### What to work on
Pick out every line below that contains the string "standing" and copy each such line in full. Matching is case-sensitive.

### Records supplied
>>
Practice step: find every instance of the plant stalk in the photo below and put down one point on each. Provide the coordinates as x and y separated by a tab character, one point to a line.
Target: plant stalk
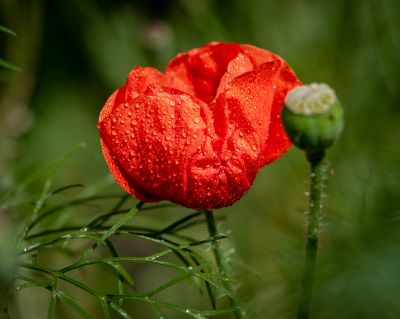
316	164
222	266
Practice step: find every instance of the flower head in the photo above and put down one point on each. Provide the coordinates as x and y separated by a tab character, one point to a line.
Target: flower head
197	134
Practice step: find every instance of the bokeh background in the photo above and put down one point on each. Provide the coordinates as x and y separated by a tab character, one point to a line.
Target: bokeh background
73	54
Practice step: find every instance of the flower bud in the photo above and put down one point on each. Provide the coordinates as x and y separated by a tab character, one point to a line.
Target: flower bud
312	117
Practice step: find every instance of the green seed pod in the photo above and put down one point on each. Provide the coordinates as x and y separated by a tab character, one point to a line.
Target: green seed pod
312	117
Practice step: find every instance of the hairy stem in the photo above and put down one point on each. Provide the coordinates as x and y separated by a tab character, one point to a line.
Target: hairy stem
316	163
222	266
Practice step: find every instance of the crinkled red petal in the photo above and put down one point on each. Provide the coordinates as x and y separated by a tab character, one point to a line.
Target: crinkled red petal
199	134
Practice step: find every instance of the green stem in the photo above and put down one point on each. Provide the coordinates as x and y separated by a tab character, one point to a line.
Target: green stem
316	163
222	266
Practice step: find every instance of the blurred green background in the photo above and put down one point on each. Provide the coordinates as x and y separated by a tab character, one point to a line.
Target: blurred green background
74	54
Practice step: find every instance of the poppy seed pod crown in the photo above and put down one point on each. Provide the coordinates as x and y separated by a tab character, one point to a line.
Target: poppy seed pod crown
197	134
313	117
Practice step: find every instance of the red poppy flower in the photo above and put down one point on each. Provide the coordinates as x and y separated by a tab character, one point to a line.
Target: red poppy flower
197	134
<<
>>
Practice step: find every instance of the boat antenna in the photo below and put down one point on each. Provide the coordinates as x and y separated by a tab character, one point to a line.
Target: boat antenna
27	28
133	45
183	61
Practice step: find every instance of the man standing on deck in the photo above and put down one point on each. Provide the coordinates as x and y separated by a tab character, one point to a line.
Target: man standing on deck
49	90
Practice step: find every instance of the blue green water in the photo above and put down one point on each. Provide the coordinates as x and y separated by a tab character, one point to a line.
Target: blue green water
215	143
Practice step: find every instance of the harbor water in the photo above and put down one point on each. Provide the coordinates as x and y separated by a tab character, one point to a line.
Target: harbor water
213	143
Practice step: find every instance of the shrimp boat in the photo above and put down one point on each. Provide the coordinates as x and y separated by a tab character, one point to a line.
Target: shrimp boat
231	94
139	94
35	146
<<
>>
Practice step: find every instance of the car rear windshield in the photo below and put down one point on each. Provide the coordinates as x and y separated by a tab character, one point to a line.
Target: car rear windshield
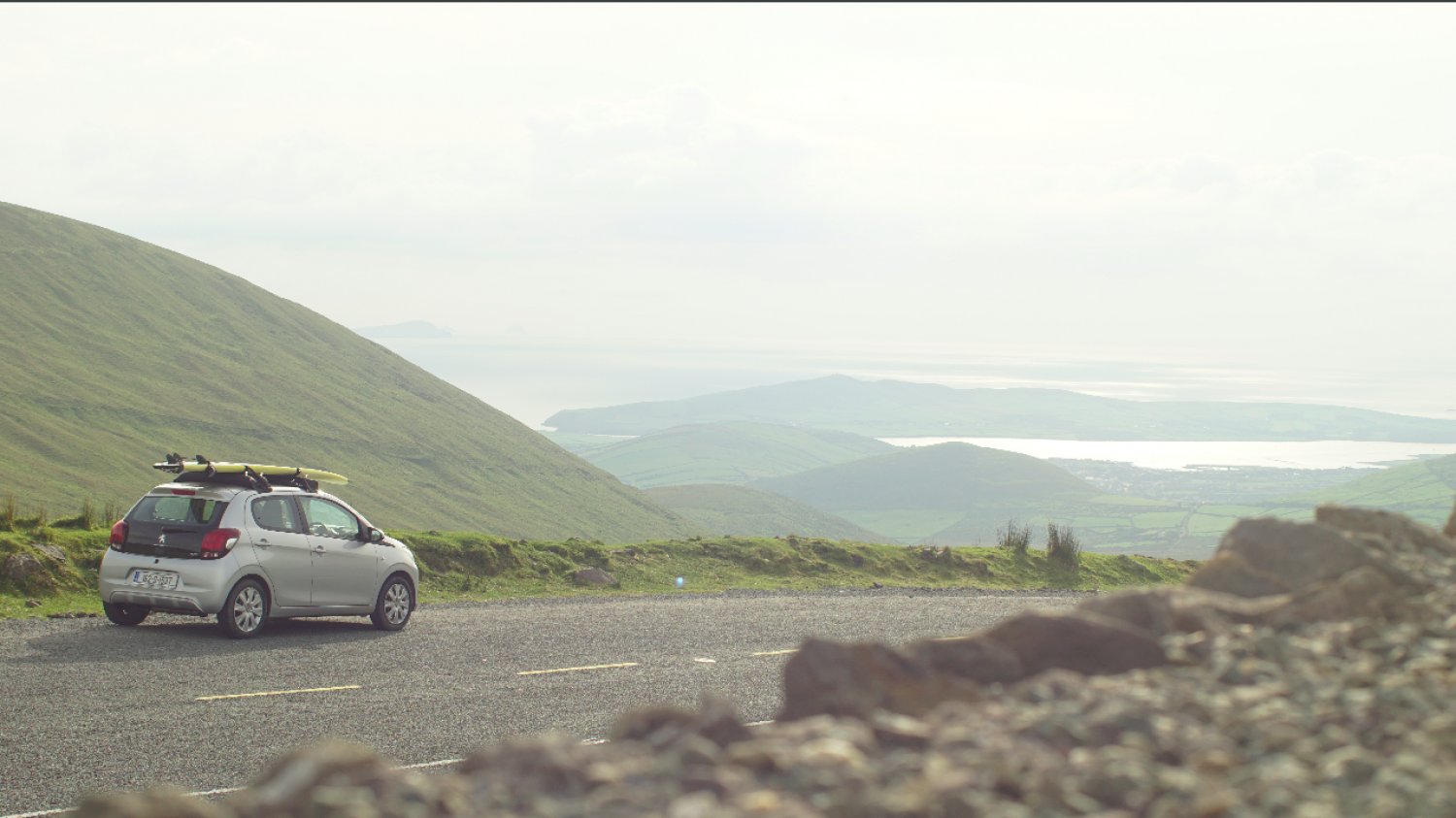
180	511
<<
### Answer to this exercise
Practice step: find every instance of the man standing on deck in the photo above and put down one point on each. Provide the coordinates as x and y separated by a tab character, one point to a line.
Target: man standing on deck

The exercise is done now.